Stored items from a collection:
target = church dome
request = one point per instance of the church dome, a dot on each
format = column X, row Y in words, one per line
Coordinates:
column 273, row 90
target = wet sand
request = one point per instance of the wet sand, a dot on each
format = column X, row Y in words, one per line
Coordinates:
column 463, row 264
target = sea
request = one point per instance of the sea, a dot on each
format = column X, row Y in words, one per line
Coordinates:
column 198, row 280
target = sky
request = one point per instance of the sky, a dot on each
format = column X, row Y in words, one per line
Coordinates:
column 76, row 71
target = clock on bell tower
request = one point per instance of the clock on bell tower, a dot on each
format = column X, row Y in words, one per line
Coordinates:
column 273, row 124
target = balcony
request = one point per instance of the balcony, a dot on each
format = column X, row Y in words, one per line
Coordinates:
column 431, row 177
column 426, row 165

--

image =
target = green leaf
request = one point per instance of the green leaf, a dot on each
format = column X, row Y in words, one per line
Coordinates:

:: Aim ::
Can you transcribe, line for line, the part of the listing above that opens with the line containing "target = wet sand" and closes with the line containing "column 273, row 124"?

:: Written answer ::
target = wet sand
request = one point per instance of the wet sand, a dot on each
format = column X, row Y in words, one per line
Coordinates:
column 463, row 264
target = sea
request = one point per instance of the sea, a dot on each
format = column X, row Y in words, one per line
Coordinates:
column 198, row 280
target = sky
request = one point per instance of the sky, a dot on each
format = column X, row Y in words, one per line
Coordinates:
column 76, row 71
target = clock on bell tower
request = one point per instance of the clock on bell tower, a dot on each
format = column X, row Y in words, one per line
Coordinates:
column 273, row 124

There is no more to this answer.